▶ Data
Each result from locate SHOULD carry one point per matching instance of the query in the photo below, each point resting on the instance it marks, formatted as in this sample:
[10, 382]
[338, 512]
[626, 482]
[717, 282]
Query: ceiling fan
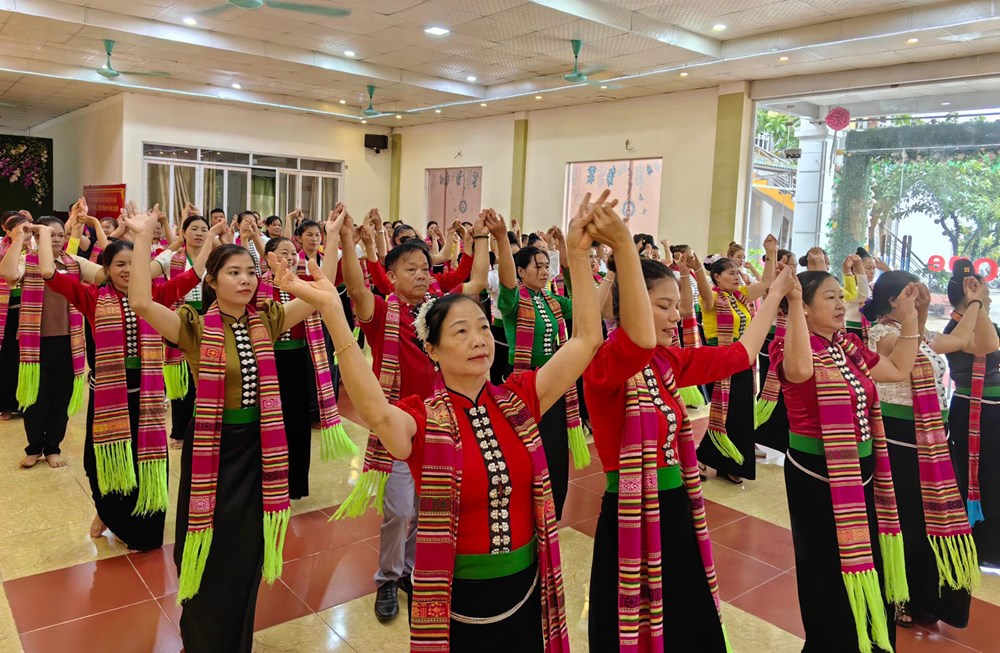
[109, 71]
[315, 10]
[371, 110]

▶ To be done
Rewrite every line of the items above as a numbered list, skipping blank lines and leaving out the pictures.

▶ Answer below
1. Each result from locate SHOULD carry one point per matching instance of the query in the photo below, each point resting on the instance it marks, formatted as in this sample:
2. [10, 382]
3. [338, 512]
4. [626, 482]
5. [717, 282]
6. Query: ceiling fan
7. [109, 71]
8. [315, 10]
9. [371, 110]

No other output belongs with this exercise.